====== Document segment
NVIDIA Builds Exotic RTX 4070 From Larger AD103 by Disabling Nearly Half its Shaders

A few batches of GeForce RTX 4070 graphics cards are based on the 5 nm “AD103” silicon, a significantly larger chip than the “AD104” that powers the original RTX 4070. A reader has reached out to us with a curiously named MSI RTX 4070 Ventus 3X E 12 GB OC graphics card, saying that TechPowerUp GPU-Z wasn’t able to detect it correctly. When we took a closer look at their GPU-Z submission data, we found that the card was based on the larger “AD103” silicon, looking at its device ID. Interestingly, current NVIDIA drivers, such as the 552.22 WHQL used here, is able to seamlessly present the card to the user as an RTX 4070. We dug through older versions of GeForce drivers, and found that the oldest driver to support this card is 551.86, which NVIDIA released in early-March 2024.

The original GeForce RTX 4070 was created by NVIDIA by enabling 46 out of 60 streaming multiprocessors (SM), or a little over 76% of the available shaders. To create an RTX 4070 out of an “AD103,” NVIDIA would have to enable 46 out of 80, or just 57% of the available shaders, and just 36 MB out of the 64 MB available on-die L2 cache. The company would also have to narrow the memory bus down to 192-bit from the available 256-bit, to drive the 12 GB of memory. The PCB footprint, pin-map, and package size of both the “AD103” and “AD104” are similar, so board partners are able to seamlessly integrate the chip with their existing AD104-based RTX 4070 board designs. End-users would probably not even notice the change until they fire up diagnostic utilities and find them surprised.
============
====== Listed records
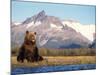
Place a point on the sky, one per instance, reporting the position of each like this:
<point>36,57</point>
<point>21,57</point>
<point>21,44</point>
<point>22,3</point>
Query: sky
<point>84,14</point>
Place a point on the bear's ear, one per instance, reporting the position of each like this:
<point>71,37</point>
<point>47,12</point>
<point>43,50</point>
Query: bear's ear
<point>35,33</point>
<point>27,32</point>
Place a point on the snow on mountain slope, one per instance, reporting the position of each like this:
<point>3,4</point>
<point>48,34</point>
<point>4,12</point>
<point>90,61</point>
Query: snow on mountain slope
<point>86,30</point>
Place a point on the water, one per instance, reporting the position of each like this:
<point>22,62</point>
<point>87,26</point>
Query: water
<point>25,70</point>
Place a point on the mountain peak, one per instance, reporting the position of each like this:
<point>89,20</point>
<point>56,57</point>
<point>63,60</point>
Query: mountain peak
<point>40,16</point>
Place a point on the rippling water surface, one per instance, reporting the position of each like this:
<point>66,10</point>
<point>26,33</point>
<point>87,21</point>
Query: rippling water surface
<point>25,70</point>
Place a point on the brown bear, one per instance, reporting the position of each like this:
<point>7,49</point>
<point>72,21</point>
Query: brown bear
<point>29,50</point>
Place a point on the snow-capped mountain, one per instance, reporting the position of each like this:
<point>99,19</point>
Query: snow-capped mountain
<point>51,32</point>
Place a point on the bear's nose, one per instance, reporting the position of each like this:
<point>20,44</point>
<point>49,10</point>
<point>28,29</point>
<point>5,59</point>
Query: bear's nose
<point>33,40</point>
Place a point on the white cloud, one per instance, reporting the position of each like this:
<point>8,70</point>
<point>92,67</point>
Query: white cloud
<point>86,30</point>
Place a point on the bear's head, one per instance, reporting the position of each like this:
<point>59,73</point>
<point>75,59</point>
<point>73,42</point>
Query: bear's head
<point>30,37</point>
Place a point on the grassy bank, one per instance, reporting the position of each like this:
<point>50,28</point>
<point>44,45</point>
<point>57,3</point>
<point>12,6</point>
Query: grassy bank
<point>56,60</point>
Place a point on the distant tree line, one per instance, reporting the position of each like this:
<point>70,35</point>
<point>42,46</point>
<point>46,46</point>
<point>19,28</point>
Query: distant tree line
<point>61,52</point>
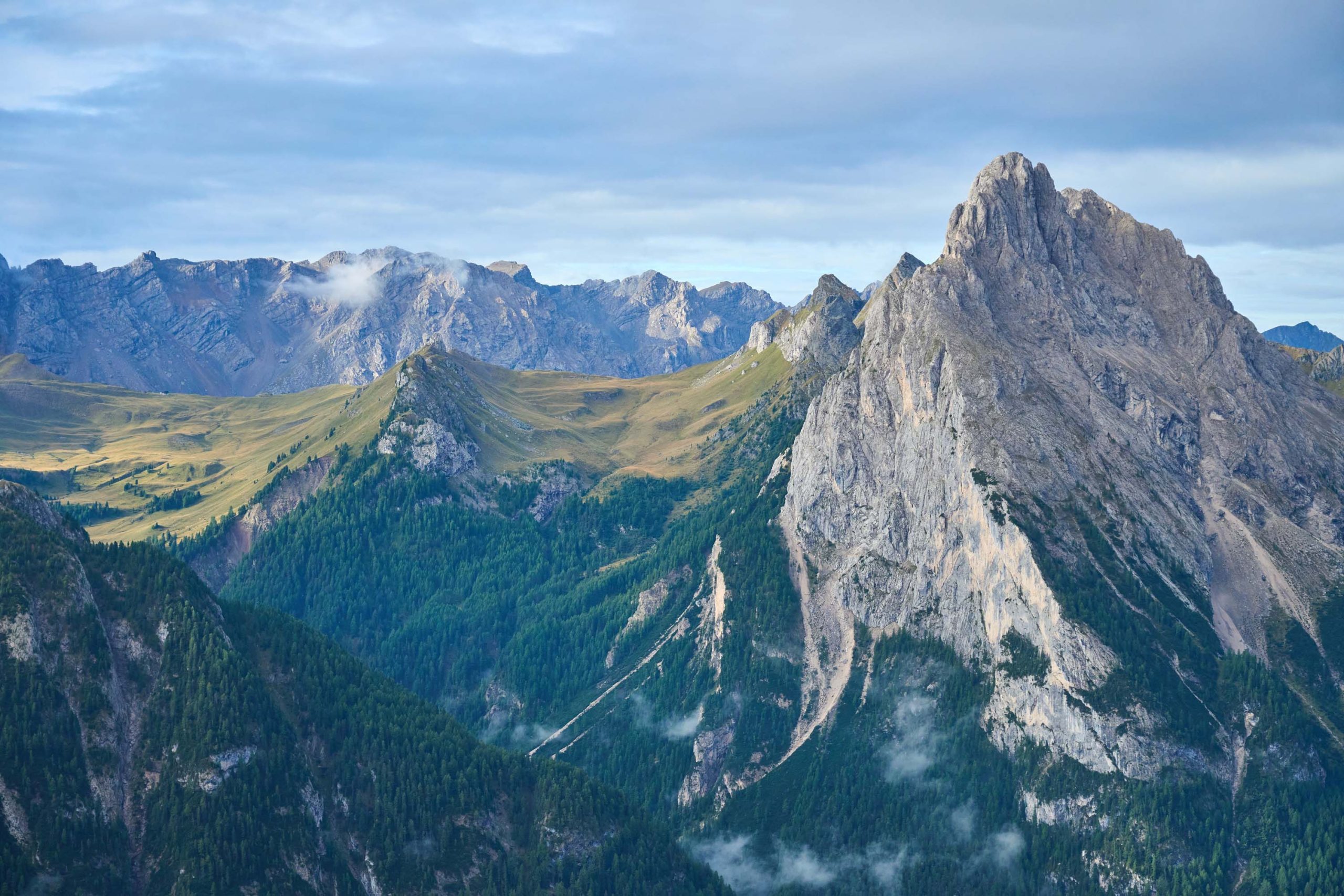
============
_Things to do_
1. In the RTX 4070 article, what is the oldest GeForce driver that supports the AD103-based card?
2. Retype the passage of the RTX 4070 article between "A few batches" and "in early-March 2024.", inclusive.
The material placed after the RTX 4070 article is separate from the article itself.

_Results_
1. Driver 551.86.

2.
A few batches of GeForce RTX 4070 graphics cards are based on the 5 nm “AD103” silicon, a significantly larger chip than the “AD104” that powers the original RTX 4070. A reader has reached out to us with a curiously named MSI RTX 4070 Ventus 3X E 12 GB OC graphics card, saying that TechPowerUp GPU-Z wasn’t able to detect it correctly. When we took a closer look at their GPU-Z submission data, we found that the card was based on the larger “AD103” silicon, looking at its device ID. Interestingly, current NVIDIA drivers, such as the 552.22 WHQL used here, is able to seamlessly present the card to the user as an RTX 4070. We dug through older versions of GeForce drivers, and found that the oldest driver to support this card is 551.86, which NVIDIA released in early-March 2024.